TEXT PROVIDED
The reference to the MTD site is very helpful...and appreciated.

No question I've gotten older, but fortunately my health, and strength, is still good. My strength 'ain't' the problem. As a very senior citizen I can still manage the old creosoted railroad ties single handed for garden projects.


----------



## paulr44 (Oct 14, 2008)

There are a number of fuel line kits out there that'll fit many MTD, Troy-Bilt, Craftsman, Poulan, Ryobi and other mass-merchant units. I use one kit, that contains two sizes of lines, one for fuel feed, the other being smaller ID for primer lines. I'll try to remember to get the number from my work PC and post it.

The STIHL 4-mix motors are a good example of carbon buildup creating excessive compression. Usually it's the valve adj. being too large, making the deko ineffective. After adj. the valves some of them still are hard to pull over, and it's due to carbon buildup. Some 2-strokes when heavily carboned will actually have piston interference, and with the plug out will have a hard-spot when cranking at TDC. Kind of rare, but not uncommon.

Paul


----------



## paulr44 (Oct 14, 2008)

(Coordinate annotation entries)
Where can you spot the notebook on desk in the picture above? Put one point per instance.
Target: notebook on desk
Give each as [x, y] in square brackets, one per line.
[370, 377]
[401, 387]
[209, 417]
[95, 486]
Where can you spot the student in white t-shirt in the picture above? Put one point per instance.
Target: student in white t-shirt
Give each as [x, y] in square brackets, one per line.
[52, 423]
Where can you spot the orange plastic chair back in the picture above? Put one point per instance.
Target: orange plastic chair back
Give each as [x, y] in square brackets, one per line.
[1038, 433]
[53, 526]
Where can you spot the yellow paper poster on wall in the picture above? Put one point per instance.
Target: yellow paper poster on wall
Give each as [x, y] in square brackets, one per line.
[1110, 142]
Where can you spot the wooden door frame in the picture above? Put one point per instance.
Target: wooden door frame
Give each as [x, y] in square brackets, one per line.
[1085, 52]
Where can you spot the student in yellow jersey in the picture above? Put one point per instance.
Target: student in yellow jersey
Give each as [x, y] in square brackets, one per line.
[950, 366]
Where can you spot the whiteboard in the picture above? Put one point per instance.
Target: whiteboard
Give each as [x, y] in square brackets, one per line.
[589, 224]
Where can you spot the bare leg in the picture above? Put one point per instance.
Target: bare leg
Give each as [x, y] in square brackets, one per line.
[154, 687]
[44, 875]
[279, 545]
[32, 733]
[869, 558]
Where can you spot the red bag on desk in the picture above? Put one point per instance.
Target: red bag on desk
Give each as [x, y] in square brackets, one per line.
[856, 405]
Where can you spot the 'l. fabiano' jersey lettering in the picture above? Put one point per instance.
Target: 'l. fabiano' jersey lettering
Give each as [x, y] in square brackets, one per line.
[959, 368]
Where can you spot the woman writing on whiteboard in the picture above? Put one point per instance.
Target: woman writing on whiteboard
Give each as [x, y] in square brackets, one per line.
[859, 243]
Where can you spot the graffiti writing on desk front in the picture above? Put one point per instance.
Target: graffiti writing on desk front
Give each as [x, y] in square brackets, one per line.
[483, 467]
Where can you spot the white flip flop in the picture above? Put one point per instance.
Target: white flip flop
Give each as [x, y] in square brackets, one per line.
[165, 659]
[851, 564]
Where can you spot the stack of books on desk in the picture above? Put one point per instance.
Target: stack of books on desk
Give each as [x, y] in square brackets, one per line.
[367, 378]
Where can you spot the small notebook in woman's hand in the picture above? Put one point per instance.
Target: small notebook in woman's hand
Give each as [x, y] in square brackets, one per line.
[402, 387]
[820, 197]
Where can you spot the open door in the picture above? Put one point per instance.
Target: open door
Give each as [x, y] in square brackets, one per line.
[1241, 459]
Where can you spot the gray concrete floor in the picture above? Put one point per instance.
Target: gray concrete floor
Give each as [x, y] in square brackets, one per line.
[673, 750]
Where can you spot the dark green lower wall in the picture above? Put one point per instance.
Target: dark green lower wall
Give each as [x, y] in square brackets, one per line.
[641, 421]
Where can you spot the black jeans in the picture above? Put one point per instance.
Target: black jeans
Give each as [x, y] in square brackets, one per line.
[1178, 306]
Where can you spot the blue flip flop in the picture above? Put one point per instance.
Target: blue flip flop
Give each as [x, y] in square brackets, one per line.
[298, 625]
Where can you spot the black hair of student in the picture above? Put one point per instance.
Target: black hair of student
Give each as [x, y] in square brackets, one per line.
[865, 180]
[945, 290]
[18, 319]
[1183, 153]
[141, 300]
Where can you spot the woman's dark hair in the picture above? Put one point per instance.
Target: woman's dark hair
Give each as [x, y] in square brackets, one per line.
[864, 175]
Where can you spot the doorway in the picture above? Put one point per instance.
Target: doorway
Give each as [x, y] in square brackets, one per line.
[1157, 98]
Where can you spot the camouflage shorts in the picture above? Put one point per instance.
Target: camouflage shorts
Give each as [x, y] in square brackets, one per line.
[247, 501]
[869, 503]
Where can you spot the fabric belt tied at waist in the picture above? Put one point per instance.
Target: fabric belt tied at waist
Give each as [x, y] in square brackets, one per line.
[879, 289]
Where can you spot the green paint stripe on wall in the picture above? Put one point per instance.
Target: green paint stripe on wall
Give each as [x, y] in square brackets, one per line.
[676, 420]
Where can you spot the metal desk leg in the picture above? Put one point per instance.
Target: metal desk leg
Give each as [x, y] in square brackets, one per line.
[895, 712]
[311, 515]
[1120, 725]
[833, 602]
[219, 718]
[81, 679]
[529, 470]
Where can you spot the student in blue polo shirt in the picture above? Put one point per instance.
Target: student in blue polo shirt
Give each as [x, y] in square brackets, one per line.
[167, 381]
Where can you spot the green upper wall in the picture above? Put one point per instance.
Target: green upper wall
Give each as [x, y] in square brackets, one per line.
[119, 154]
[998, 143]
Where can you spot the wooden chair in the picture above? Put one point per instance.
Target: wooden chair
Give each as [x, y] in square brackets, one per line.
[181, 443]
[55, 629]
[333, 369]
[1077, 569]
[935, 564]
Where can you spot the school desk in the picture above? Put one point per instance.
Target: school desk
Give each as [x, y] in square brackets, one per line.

WORK TO DO
a) Render this sentence from the forum thread about small engines in Spanish: "The STIHL 4-mix motors are a good example of carbon buildup creating excessive compression."
b) Identify every line of the records that contains the word "jeans", treating uppercase and lowercase as different, and copy each of those lines.
The forum thread and the records are separate material with no connection to each other.

RESPONSES TO THE EXERCISE
a) Los motores STIHL 4-MIX son un buen ejemplo de cómo la acumulación de carbonilla genera una compresión excesiva.

b)
Where can you spot the black jeans in the picture above? Put one point per instance.
Target: black jeans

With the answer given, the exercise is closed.